Among the entries below, set down word for word the lines that begin at the one containing "the man's eyebrow" and end after the one containing "point(300, 314)". Leave the pictures out of your copy.
--- --- ---
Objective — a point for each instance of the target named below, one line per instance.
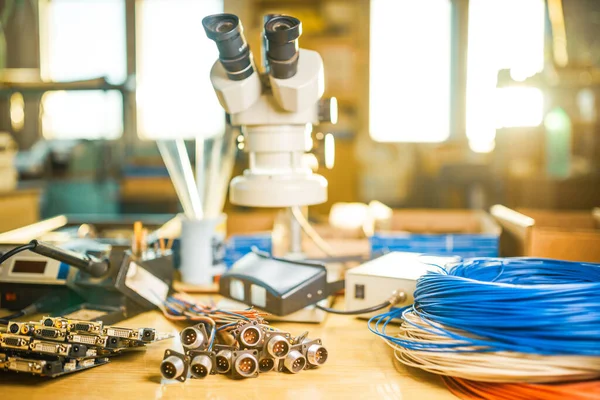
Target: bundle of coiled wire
(501, 320)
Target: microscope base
(278, 191)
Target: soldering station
(341, 219)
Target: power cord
(44, 304)
(397, 297)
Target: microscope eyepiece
(282, 33)
(234, 54)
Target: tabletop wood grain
(360, 366)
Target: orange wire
(471, 390)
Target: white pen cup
(202, 249)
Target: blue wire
(528, 305)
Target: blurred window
(87, 39)
(410, 70)
(82, 40)
(503, 34)
(174, 95)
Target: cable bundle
(182, 307)
(502, 320)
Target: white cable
(488, 366)
(311, 232)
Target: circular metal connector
(250, 336)
(192, 338)
(224, 361)
(294, 362)
(246, 365)
(14, 328)
(316, 355)
(266, 364)
(278, 346)
(172, 367)
(200, 366)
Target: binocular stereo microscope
(275, 110)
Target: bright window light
(410, 70)
(82, 40)
(175, 98)
(503, 34)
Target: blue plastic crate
(485, 243)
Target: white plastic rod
(188, 176)
(169, 156)
(226, 168)
(200, 171)
(211, 197)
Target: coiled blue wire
(528, 305)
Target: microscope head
(274, 111)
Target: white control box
(374, 282)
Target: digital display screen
(29, 267)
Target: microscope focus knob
(328, 110)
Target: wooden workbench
(360, 366)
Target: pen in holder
(202, 249)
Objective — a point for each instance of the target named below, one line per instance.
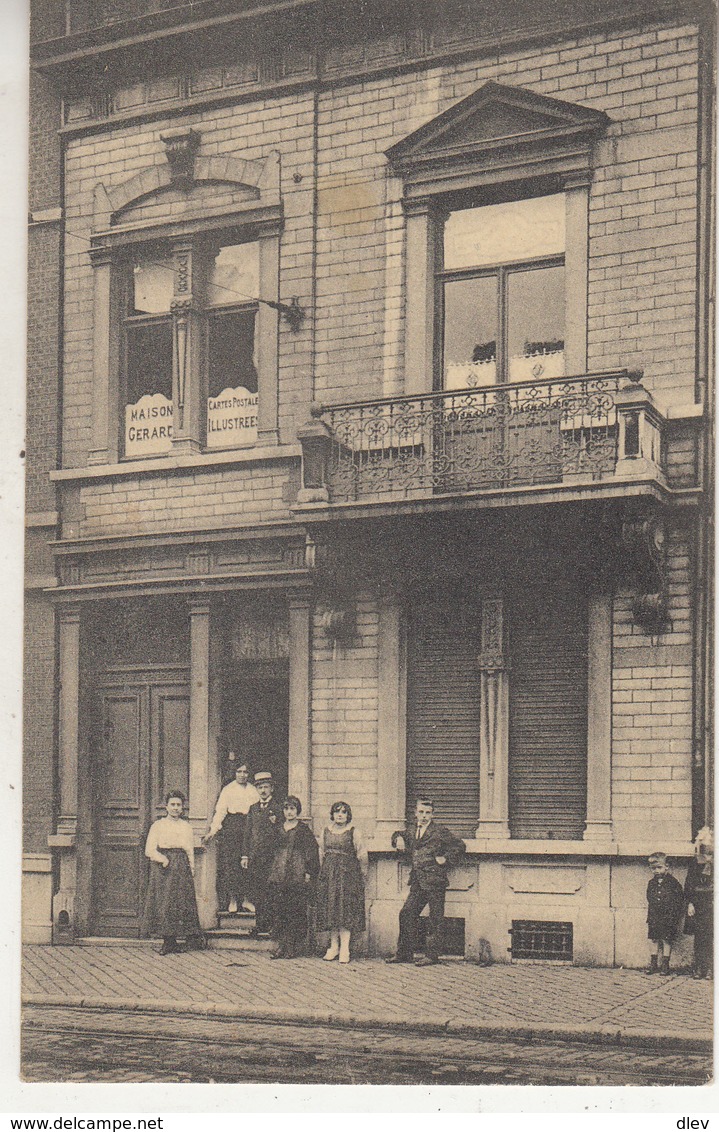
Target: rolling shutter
(443, 710)
(548, 713)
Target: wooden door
(142, 751)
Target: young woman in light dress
(341, 884)
(171, 905)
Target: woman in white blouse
(230, 822)
(171, 905)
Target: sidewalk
(454, 997)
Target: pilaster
(494, 743)
(300, 688)
(391, 715)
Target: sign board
(232, 419)
(148, 426)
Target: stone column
(267, 341)
(107, 323)
(419, 318)
(494, 743)
(189, 394)
(300, 689)
(202, 777)
(576, 273)
(68, 757)
(391, 717)
(599, 722)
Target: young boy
(665, 900)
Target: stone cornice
(421, 43)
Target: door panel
(121, 811)
(140, 752)
(170, 712)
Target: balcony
(573, 431)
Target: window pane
(153, 284)
(536, 324)
(470, 332)
(234, 275)
(232, 401)
(150, 359)
(148, 397)
(504, 233)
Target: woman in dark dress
(290, 881)
(170, 905)
(341, 885)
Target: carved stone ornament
(181, 147)
(644, 539)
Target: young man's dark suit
(428, 884)
(264, 822)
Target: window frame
(501, 271)
(111, 254)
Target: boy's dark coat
(665, 900)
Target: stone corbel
(644, 539)
(316, 439)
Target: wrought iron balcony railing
(563, 430)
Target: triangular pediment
(495, 117)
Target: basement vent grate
(541, 940)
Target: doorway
(140, 749)
(256, 718)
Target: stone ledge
(171, 463)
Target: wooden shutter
(443, 710)
(548, 713)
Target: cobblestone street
(84, 1045)
(233, 1015)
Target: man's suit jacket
(262, 833)
(436, 841)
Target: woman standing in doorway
(230, 822)
(290, 881)
(171, 906)
(341, 885)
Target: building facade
(371, 359)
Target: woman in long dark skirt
(699, 892)
(229, 822)
(171, 905)
(341, 885)
(290, 881)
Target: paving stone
(453, 995)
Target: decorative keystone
(181, 147)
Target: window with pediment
(496, 194)
(501, 293)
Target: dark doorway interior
(255, 718)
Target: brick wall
(39, 723)
(642, 205)
(251, 131)
(344, 717)
(642, 214)
(652, 714)
(136, 505)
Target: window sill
(533, 848)
(171, 463)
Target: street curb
(604, 1035)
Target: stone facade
(321, 118)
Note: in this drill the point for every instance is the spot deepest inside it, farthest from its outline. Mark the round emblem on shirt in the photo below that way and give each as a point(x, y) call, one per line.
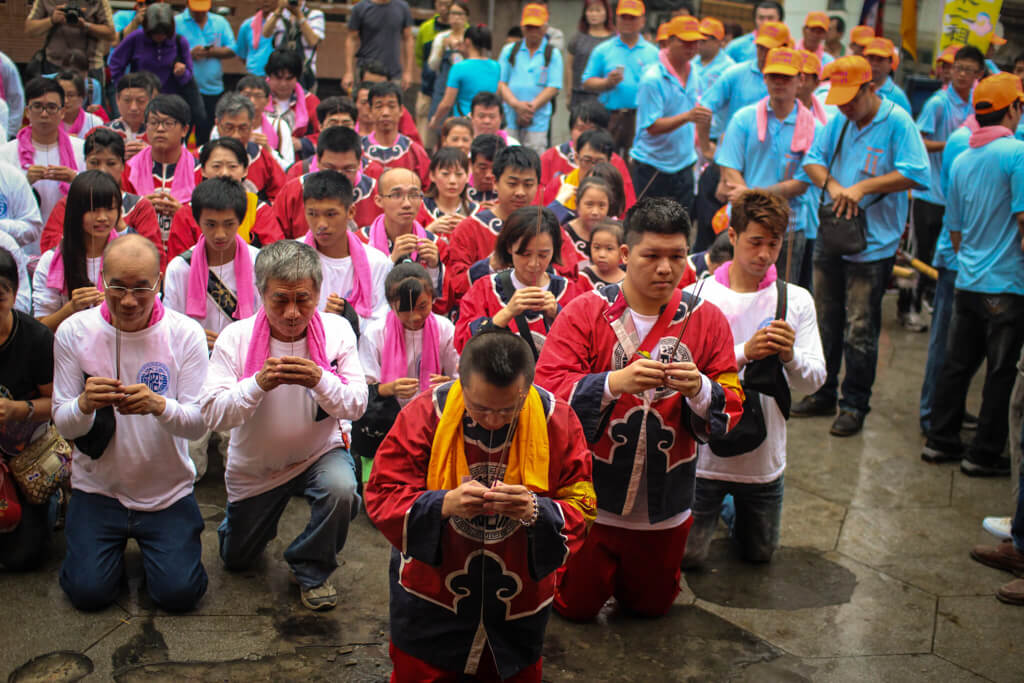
point(157, 376)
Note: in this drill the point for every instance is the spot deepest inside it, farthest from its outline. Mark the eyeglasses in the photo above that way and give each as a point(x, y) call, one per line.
point(505, 413)
point(39, 108)
point(159, 124)
point(397, 196)
point(119, 292)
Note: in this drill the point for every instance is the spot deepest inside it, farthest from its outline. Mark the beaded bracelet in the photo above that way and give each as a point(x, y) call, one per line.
point(534, 517)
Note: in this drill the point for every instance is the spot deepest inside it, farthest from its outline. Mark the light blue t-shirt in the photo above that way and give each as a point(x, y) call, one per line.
point(710, 73)
point(742, 48)
point(945, 257)
point(740, 85)
point(660, 94)
point(255, 58)
point(893, 92)
point(527, 78)
point(768, 162)
point(986, 189)
point(889, 142)
point(216, 33)
point(634, 60)
point(942, 114)
point(470, 77)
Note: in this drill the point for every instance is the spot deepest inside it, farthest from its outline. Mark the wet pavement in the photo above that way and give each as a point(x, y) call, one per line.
point(872, 583)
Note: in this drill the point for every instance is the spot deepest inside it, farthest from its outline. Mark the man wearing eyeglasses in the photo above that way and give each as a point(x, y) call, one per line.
point(395, 231)
point(483, 488)
point(49, 156)
point(126, 386)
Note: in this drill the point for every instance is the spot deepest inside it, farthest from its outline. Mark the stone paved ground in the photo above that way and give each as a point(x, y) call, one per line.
point(872, 583)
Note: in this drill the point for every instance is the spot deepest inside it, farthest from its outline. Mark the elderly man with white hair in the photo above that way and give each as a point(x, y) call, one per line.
point(282, 381)
point(126, 384)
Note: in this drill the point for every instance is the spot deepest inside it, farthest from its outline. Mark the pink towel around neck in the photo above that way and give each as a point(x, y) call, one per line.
point(378, 236)
point(983, 136)
point(182, 184)
point(394, 360)
point(156, 316)
point(199, 279)
point(803, 133)
point(27, 152)
point(54, 276)
point(259, 345)
point(722, 275)
point(360, 297)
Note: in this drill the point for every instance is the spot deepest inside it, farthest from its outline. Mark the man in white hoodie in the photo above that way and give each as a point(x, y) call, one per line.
point(126, 384)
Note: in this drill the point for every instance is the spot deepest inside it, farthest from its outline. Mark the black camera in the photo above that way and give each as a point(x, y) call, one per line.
point(73, 12)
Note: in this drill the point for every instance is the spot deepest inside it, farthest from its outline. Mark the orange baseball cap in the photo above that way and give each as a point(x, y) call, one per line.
point(847, 75)
point(685, 28)
point(772, 35)
point(816, 20)
point(712, 28)
point(632, 7)
point(861, 35)
point(997, 92)
point(949, 54)
point(811, 63)
point(784, 60)
point(535, 14)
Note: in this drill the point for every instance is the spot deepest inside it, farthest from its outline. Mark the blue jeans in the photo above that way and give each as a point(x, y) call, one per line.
point(96, 531)
point(759, 513)
point(942, 312)
point(25, 548)
point(329, 486)
point(848, 297)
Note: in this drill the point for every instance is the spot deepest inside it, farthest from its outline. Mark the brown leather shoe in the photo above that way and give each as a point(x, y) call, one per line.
point(1003, 556)
point(1012, 593)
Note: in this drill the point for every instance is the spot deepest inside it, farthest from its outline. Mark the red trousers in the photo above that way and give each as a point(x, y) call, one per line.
point(640, 568)
point(412, 670)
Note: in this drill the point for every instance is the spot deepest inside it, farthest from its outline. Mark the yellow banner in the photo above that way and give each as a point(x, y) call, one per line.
point(970, 23)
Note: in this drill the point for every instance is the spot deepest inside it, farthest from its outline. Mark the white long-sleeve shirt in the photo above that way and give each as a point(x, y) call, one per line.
point(372, 346)
point(339, 275)
point(146, 465)
point(19, 215)
point(176, 290)
point(748, 312)
point(274, 434)
point(23, 301)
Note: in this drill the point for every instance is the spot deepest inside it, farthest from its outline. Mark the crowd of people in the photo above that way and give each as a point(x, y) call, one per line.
point(545, 364)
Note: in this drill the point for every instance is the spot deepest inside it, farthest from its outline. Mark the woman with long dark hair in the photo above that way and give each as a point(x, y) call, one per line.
point(69, 278)
point(595, 27)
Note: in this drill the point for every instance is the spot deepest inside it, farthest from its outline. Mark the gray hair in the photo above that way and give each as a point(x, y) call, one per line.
point(290, 261)
point(233, 103)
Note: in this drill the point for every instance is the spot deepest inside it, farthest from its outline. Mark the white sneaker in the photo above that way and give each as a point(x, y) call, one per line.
point(997, 526)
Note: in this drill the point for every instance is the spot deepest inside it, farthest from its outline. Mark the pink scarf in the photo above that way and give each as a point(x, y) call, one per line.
point(27, 153)
point(270, 132)
point(140, 174)
point(394, 361)
point(983, 136)
point(803, 130)
point(199, 278)
point(378, 235)
point(360, 298)
point(663, 55)
point(156, 316)
point(55, 280)
point(259, 345)
point(301, 114)
point(257, 29)
point(722, 275)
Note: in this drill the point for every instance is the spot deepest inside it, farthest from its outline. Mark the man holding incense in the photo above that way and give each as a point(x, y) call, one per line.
point(483, 488)
point(650, 372)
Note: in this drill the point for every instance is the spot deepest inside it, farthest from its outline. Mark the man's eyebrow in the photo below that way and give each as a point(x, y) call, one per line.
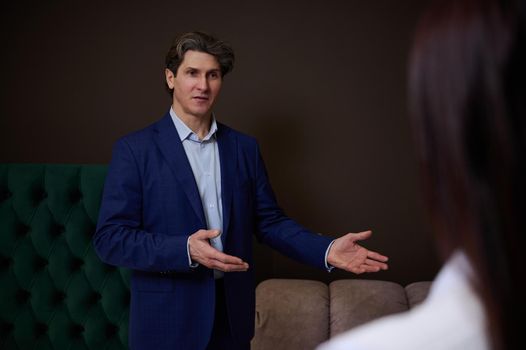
point(197, 69)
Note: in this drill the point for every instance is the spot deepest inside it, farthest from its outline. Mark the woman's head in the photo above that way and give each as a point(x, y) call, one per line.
point(468, 98)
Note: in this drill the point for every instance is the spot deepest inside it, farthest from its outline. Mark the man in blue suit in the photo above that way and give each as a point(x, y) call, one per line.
point(181, 201)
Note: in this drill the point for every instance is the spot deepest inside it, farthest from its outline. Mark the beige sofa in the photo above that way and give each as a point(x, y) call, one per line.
point(300, 314)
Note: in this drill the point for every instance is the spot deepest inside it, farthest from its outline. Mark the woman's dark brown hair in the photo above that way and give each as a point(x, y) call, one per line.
point(468, 97)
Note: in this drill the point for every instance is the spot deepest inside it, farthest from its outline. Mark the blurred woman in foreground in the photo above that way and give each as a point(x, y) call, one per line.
point(468, 98)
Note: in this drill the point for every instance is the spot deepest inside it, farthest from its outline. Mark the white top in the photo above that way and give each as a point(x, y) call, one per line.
point(452, 317)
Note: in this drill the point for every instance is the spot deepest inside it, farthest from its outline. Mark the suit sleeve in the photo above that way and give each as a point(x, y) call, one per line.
point(120, 239)
point(281, 232)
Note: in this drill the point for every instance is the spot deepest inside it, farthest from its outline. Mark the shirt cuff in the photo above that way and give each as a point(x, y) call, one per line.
point(190, 262)
point(328, 266)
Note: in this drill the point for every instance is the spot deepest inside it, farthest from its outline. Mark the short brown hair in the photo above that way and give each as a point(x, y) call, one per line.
point(202, 42)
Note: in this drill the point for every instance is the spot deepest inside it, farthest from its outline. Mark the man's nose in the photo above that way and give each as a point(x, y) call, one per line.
point(202, 84)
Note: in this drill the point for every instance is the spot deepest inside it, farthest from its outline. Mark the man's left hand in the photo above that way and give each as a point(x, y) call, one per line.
point(348, 255)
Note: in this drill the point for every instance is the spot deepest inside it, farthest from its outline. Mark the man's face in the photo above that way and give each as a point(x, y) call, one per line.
point(196, 84)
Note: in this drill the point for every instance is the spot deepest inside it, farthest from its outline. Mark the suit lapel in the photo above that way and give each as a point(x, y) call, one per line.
point(228, 159)
point(172, 149)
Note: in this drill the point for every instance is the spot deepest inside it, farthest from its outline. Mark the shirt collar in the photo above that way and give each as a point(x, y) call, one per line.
point(186, 133)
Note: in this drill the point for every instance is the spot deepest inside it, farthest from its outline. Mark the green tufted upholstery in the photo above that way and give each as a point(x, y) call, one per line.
point(54, 291)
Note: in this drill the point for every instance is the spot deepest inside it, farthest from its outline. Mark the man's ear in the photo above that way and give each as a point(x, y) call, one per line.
point(169, 78)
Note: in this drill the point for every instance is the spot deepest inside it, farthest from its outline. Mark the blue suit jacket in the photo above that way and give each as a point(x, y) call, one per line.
point(151, 205)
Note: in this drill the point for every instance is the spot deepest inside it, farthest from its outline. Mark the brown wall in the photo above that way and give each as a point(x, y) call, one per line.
point(321, 84)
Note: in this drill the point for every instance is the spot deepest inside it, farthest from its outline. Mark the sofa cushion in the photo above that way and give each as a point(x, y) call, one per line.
point(291, 314)
point(416, 292)
point(354, 302)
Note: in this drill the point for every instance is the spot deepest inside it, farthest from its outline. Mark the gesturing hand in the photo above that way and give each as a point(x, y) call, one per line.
point(202, 252)
point(347, 255)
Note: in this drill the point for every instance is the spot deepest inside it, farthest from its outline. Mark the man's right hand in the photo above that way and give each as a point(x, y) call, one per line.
point(203, 253)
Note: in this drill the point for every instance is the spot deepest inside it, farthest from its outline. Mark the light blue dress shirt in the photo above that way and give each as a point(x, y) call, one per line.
point(203, 156)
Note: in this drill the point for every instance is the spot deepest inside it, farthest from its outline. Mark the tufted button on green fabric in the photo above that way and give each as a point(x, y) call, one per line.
point(58, 298)
point(40, 329)
point(5, 194)
point(22, 296)
point(55, 293)
point(77, 330)
point(23, 230)
point(76, 196)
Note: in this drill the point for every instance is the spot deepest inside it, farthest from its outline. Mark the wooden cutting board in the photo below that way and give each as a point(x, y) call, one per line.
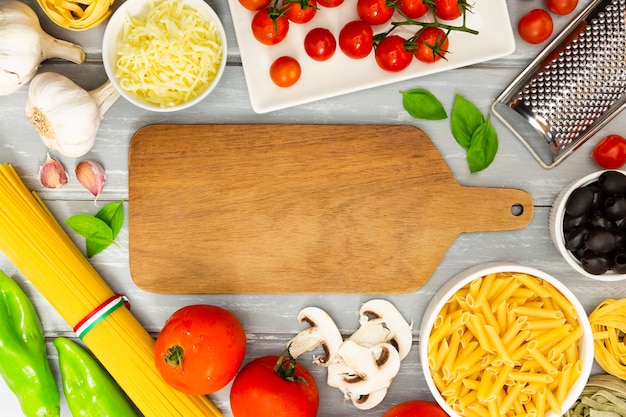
point(299, 208)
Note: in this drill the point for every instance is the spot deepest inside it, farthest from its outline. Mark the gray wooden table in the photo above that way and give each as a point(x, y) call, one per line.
point(270, 320)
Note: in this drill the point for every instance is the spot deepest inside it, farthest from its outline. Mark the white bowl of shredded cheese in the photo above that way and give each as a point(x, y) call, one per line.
point(164, 55)
point(505, 339)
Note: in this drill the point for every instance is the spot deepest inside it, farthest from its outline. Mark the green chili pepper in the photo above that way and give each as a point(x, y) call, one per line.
point(23, 359)
point(89, 390)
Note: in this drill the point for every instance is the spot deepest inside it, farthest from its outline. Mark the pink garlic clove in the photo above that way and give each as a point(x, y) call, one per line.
point(91, 175)
point(52, 174)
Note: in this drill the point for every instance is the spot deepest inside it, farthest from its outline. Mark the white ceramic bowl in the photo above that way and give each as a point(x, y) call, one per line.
point(464, 278)
point(556, 229)
point(140, 8)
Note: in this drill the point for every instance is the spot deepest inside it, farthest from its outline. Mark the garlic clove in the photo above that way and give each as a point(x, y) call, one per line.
point(52, 174)
point(91, 175)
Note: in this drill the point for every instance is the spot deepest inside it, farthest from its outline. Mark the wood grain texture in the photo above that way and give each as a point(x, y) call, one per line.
point(334, 208)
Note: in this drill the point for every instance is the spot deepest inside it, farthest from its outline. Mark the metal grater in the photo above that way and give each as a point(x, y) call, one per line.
point(572, 88)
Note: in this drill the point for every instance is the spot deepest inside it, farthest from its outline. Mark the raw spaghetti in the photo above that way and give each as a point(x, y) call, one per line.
point(39, 247)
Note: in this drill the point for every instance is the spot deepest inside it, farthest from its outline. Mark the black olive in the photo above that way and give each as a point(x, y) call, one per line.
point(595, 263)
point(575, 239)
point(579, 202)
point(570, 222)
point(612, 182)
point(619, 263)
point(615, 208)
point(600, 240)
point(598, 196)
point(599, 220)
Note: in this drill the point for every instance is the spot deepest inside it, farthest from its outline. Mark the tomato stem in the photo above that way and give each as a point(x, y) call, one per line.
point(174, 356)
point(286, 368)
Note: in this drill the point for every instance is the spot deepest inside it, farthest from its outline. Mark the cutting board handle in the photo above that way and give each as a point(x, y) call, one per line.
point(494, 209)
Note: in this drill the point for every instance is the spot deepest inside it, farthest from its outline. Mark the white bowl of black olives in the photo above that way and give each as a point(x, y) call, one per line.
point(588, 225)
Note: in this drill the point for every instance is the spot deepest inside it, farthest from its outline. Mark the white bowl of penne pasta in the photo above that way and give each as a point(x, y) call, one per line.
point(504, 339)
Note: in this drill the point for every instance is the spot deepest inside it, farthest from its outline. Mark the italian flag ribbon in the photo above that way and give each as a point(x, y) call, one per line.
point(100, 313)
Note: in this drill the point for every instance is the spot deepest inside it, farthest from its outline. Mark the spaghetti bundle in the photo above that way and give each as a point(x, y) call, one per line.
point(39, 247)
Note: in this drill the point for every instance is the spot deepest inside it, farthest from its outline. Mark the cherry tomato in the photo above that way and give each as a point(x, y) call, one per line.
point(329, 3)
point(391, 55)
point(270, 26)
point(320, 44)
point(374, 12)
point(200, 349)
point(535, 26)
point(413, 9)
point(301, 11)
point(561, 7)
point(260, 390)
point(285, 71)
point(610, 152)
point(430, 45)
point(449, 9)
point(254, 5)
point(416, 408)
point(356, 39)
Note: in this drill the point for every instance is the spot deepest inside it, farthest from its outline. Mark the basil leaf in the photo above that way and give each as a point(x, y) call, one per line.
point(465, 119)
point(422, 104)
point(91, 228)
point(483, 147)
point(113, 215)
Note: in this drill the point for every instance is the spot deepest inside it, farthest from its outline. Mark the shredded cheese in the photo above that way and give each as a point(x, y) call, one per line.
point(169, 57)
--- --- ---
**Response to the task:**
Note: in this drill the point for every instance is the spot deepest inside it, farthest from its outline. Mark the man's eyebrow in the photo below that way and give each as a point(x, y) call, one per line.
point(197, 69)
Note: in this drill the point for every instance is the spot deepest inside it, farthest from its outline. Mark the woman's head in the photo above that way and give each as a point(x, y) call, one per line.
point(468, 98)
Note: in this drill the point for every instance is the spot deepest inside it, farthest from its outline. Mark the man in blue suit in the photo above that way and give each as a point(x, y) call, one per line.
point(181, 201)
Note: in this drill the point for every instance is the spot deepest inside it, farthest from its outline. Mark the beige sofa in the photo above that way and give each as a point(x, y) call, one per line.
point(300, 314)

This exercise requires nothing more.